>>

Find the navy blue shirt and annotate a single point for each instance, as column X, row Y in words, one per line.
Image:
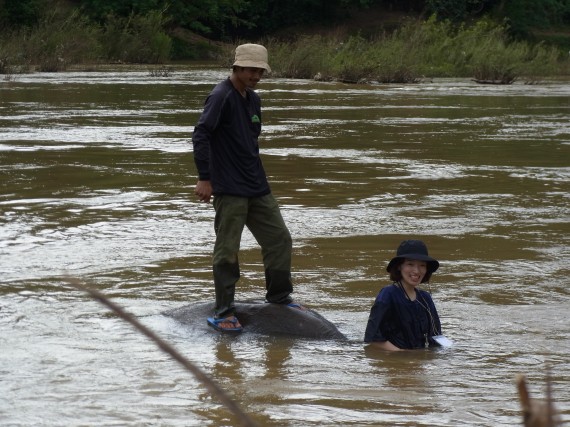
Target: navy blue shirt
column 225, row 142
column 404, row 323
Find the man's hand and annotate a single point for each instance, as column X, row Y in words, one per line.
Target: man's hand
column 203, row 191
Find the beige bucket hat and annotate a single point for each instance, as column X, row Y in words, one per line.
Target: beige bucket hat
column 252, row 55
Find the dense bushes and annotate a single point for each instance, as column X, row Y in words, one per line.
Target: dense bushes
column 61, row 39
column 417, row 50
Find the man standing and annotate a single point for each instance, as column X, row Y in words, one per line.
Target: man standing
column 226, row 153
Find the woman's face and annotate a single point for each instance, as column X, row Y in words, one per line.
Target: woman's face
column 413, row 272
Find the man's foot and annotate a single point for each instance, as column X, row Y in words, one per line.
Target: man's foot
column 225, row 324
column 297, row 306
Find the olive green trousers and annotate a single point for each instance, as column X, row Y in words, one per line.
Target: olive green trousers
column 261, row 215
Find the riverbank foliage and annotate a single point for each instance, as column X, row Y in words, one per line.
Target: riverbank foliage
column 461, row 39
column 419, row 50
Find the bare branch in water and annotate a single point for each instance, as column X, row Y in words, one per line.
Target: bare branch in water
column 537, row 413
column 210, row 385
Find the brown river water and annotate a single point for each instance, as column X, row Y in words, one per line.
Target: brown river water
column 97, row 180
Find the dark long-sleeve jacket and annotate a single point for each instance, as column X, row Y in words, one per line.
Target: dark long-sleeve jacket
column 404, row 323
column 225, row 143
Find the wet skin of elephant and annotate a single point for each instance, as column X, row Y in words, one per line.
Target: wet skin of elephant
column 264, row 318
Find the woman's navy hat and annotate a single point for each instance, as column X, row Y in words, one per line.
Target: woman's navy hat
column 414, row 249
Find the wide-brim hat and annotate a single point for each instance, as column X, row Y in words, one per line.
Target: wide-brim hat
column 252, row 55
column 414, row 249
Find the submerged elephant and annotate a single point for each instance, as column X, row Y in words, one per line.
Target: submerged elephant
column 264, row 318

<<

**TASK STATEMENT:** Express every line of the entries above as a Markdown table with the columns "No." and "Text", numbering the rows consecutively and skipping blank lines. Omit the pictures from the table.

**OUTPUT OF THE TASK:**
| No. | Text |
|---|---|
| 1 | Find the navy blue shirt and annotate a single point for each instance, as column X, row Y in words, one per line. |
| 2 | Image: |
| 3 | Target: navy blue shirt |
| 4 | column 225, row 142 |
| 5 | column 404, row 323 |
| 6 | Find the man's hand and annotate a single point for each instance, as column X, row Y in words, one per line. |
| 7 | Target: man's hand |
| 8 | column 203, row 191 |
| 9 | Find the beige bucket hat and annotate a single point for each instance, as column X, row Y in words, one per line. |
| 10 | Target: beige bucket hat |
| 11 | column 252, row 55 |
| 12 | Find the dense bushes and annotate a single point for each instance, as column X, row Y in words, one per line. |
| 13 | Target: dense bushes |
| 14 | column 61, row 39 |
| 15 | column 417, row 50 |
| 16 | Find the man standing and annotate a single point for each instance, as column X, row Y in words, one per line. |
| 17 | Target: man standing |
| 18 | column 226, row 153 |
| 19 | Find the woman's face and annotate a single point for each instance, as column X, row Y in words, one per line. |
| 20 | Target: woman's face |
| 21 | column 413, row 272 |
| 22 | Find the man's foot and annotate a single point for each instance, as column X, row Y in words, one per line. |
| 23 | Target: man's foot |
| 24 | column 225, row 324 |
| 25 | column 297, row 306 |
| 26 | Find the olive green trousers and annotate a single point for each instance, as column X, row Y in words, one per line. |
| 27 | Target: olive green trousers |
| 28 | column 261, row 215 |
| 29 | Find the riverbank foliage and annotate a single point for each instance, as column X, row Y in words, one per line. |
| 30 | Target: riverbank foliage |
| 31 | column 461, row 39 |
| 32 | column 419, row 50 |
| 33 | Find the bare branch in water and annotate a single point for each instance, as column X, row Y in words, one per line. |
| 34 | Target: bare branch in water |
| 35 | column 537, row 413 |
| 36 | column 210, row 385 |
| 37 | Find the brown river water and annotate a single point for each instance, as column X, row Y in words, one per line. |
| 38 | Target: brown river water |
| 39 | column 97, row 180 |
| 40 | Find the dark long-sleeve jacket and annotate a single point for each instance, as column X, row Y in words, one per line. |
| 41 | Target: dark long-sleeve jacket |
| 42 | column 404, row 323 |
| 43 | column 225, row 143 |
| 44 | Find the wet skin of elephant and annotate a single point for each instance, as column X, row Y in words, one per line. |
| 45 | Target: wet skin of elephant |
| 46 | column 264, row 318 |
| 47 | Find the woman's navy hat and annotate a single point for each instance, as column X, row Y in words, one per line. |
| 48 | Target: woman's navy hat |
| 49 | column 414, row 249 |
| 50 | Find the wide-brim hat and annotate a single point for each instance, as column X, row Y in words, one per line. |
| 51 | Target: wide-brim hat |
| 52 | column 252, row 55 |
| 53 | column 414, row 249 |
| 54 | Find the submerged elephant and annotate a single point for each instance, as column X, row Y in words, one per line. |
| 55 | Target: submerged elephant |
| 56 | column 264, row 318 |